▶ _Work to be completed_: Read the data and repeat all of it exactly.

(Collected data)
+ + + +

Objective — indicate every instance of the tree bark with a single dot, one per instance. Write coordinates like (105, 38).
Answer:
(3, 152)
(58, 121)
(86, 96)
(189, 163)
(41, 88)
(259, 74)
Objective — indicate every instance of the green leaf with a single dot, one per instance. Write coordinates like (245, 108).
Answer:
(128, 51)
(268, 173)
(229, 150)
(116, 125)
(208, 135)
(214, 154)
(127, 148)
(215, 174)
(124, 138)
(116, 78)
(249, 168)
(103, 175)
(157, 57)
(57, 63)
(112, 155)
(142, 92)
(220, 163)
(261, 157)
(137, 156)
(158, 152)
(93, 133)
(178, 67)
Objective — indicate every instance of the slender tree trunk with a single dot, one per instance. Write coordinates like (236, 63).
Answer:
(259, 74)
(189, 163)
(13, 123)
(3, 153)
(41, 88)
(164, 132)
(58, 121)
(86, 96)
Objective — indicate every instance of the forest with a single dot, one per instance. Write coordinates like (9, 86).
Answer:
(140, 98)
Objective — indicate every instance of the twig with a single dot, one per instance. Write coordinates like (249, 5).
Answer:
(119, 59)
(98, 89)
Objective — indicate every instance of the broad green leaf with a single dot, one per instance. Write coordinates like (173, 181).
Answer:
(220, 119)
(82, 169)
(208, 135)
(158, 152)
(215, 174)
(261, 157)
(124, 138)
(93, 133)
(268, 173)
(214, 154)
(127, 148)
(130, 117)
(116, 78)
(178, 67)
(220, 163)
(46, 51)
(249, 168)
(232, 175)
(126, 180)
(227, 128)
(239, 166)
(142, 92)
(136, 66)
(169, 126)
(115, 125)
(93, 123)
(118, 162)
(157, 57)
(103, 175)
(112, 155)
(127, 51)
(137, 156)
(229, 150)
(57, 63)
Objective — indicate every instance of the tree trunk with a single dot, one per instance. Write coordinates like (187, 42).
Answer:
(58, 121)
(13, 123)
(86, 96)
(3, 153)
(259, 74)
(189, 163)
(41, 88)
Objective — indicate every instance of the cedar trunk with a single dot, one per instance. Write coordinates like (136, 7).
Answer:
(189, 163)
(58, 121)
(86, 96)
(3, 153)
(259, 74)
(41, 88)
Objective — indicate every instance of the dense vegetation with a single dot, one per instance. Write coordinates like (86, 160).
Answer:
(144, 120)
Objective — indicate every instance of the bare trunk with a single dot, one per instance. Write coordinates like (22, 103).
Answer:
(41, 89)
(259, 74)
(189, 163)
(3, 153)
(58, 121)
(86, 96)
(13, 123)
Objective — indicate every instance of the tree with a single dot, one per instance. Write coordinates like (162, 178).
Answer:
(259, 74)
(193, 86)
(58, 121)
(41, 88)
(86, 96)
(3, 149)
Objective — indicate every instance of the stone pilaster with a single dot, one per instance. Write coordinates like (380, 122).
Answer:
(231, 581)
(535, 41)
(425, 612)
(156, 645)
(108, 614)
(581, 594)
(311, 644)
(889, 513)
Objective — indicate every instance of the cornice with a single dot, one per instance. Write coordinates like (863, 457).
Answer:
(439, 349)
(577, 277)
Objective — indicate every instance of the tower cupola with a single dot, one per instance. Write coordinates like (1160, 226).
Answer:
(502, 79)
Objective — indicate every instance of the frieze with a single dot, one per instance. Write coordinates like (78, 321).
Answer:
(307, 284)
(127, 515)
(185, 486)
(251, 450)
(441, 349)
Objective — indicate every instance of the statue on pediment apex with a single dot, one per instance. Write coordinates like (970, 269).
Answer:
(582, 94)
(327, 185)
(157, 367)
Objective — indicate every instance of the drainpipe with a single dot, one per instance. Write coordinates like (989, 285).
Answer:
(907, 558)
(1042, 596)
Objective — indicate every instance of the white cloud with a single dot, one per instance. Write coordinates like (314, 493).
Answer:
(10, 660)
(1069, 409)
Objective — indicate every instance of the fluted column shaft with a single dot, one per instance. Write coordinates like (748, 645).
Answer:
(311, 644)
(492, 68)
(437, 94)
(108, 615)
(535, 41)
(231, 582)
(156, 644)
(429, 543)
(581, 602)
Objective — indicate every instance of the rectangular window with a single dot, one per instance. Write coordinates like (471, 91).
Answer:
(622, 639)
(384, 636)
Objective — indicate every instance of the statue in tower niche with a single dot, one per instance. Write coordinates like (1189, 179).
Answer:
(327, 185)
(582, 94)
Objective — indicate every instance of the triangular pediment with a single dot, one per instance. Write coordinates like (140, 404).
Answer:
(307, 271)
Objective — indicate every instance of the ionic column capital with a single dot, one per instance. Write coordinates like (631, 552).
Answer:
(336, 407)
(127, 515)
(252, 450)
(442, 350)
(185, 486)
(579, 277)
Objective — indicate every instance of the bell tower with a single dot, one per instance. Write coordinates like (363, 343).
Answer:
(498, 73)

+ + + +

▶ _Full solution_:
Objective — indicate every instance of the tree bark with a single dot, one per instance. Write coordinates like (105, 38).
Answer:
(3, 152)
(58, 121)
(86, 96)
(189, 163)
(41, 88)
(259, 74)
Objective — indicate every instance of the green leaf with a single dot, one per instance. Write coordinates like (245, 108).
Answer:
(128, 51)
(268, 173)
(229, 150)
(116, 125)
(208, 135)
(214, 154)
(127, 148)
(215, 174)
(124, 138)
(116, 78)
(249, 168)
(103, 175)
(157, 57)
(57, 63)
(112, 155)
(142, 92)
(220, 163)
(261, 157)
(137, 156)
(158, 152)
(93, 133)
(178, 67)
Objective — indicate every instance of the slender tree trunk with a single dot, one per instance. Write coordinates like (236, 63).
Answer:
(259, 74)
(189, 163)
(13, 123)
(3, 153)
(41, 88)
(164, 132)
(58, 121)
(86, 96)
Objective — indicate every instance of the forest with a single dot, one per instance. Write coordinates like (9, 86).
Answer:
(140, 98)
Objective — indicate every instance of the twig with a single dot, one per instance. Write coordinates like (249, 5).
Answer:
(119, 59)
(98, 89)
Objective — indicate every instance of the broad green leaf with a single dot, one per instance. Write coordinates like (173, 181).
Answer:
(220, 119)
(82, 169)
(208, 135)
(158, 152)
(215, 174)
(261, 157)
(124, 138)
(93, 133)
(268, 173)
(214, 154)
(127, 148)
(130, 117)
(116, 78)
(178, 67)
(220, 163)
(46, 51)
(249, 168)
(232, 175)
(126, 180)
(227, 128)
(239, 166)
(142, 92)
(136, 66)
(169, 126)
(115, 125)
(93, 123)
(118, 162)
(157, 57)
(103, 175)
(112, 155)
(127, 51)
(137, 156)
(229, 150)
(57, 63)
Objective — indicate every instance of the tree trunk with a single dot, one per instance. Write coordinates like (187, 42).
Answer:
(58, 121)
(13, 123)
(86, 96)
(3, 153)
(259, 74)
(189, 163)
(41, 88)
Objective — indicate every instance of the cedar trunk with a single dot, one per instance. Write coordinates like (136, 7).
Answer:
(189, 163)
(58, 121)
(86, 96)
(3, 153)
(259, 74)
(41, 88)
Objective — indicate every instance of the dense vegetation with a single dot, one per instance. Write coordinates like (86, 160).
Answer:
(144, 120)
Objective — indicate every instance of the bare trunk with a single dot, one per instance. Write coordinates like (22, 103).
Answer:
(41, 89)
(259, 74)
(189, 163)
(3, 153)
(58, 121)
(86, 96)
(13, 123)
Objective — indicate every instance of the tree with a single dot, one per instance. Write coordinates like (162, 178).
Answer:
(259, 74)
(193, 86)
(58, 121)
(41, 88)
(86, 96)
(3, 149)
Objective — indicate every instance of the stone pilaster with a single dot, one per instance. Write coordinates like (380, 122).
Answer:
(231, 581)
(535, 41)
(425, 612)
(156, 645)
(108, 614)
(581, 594)
(311, 644)
(889, 513)
Objective — indicate every instance of the cornice with a single dot, one per instance. Write coordinates like (863, 457).
Answer:
(439, 349)
(577, 277)
Objective — indicate every instance of the tower cupola with a single dot, one per instance. Write coordinates like (1160, 226).
Answer:
(502, 79)
Objective — indicate every instance of the frieze with a single dot, one per instance. Write coordinates like (78, 321).
Answer:
(307, 284)
(127, 515)
(185, 486)
(251, 450)
(441, 349)
Objective — indicate every instance of the statue on pediment apex with a single dot, one per instance. Write coordinates like (970, 269).
Answer:
(582, 94)
(327, 185)
(157, 367)
Objective — indicate every instance of the drainpipe with a single dot, one per instance. Write coordinates like (989, 285).
Answer:
(907, 558)
(1042, 596)
Objective — indicate every instance of the white cloud with a single dot, one per instance. Write coordinates like (314, 493).
Answer:
(10, 660)
(1069, 409)
Objective — indicate every instance of the fluted column shaft with a single dot, one per instance. Write coordinates like (748, 645).
Answer:
(311, 644)
(492, 68)
(437, 94)
(108, 615)
(535, 41)
(231, 582)
(156, 644)
(429, 543)
(581, 602)
Objective — indicate every instance of the rectangular window with a single dot, one per instance. Write coordinates like (471, 91).
Answer:
(622, 639)
(384, 636)
Objective — indicate every instance of the statue in tower niche with a single dot, one per instance. Write coordinates like (1189, 179).
Answer:
(327, 185)
(582, 94)
Objective — indicate every instance of the triangular pediment with a single dot, one per instance. Write coordinates like (140, 404).
Answer:
(307, 271)
Objective — indicate every instance of the ionic column capital with a single dot, one per instance. Write coordinates like (631, 552).
Answer:
(336, 407)
(127, 515)
(252, 450)
(442, 350)
(185, 486)
(579, 277)
Objective — indicate every instance of the bell tower with a single dot, one per instance. Write coordinates like (363, 343).
Answer:
(498, 73)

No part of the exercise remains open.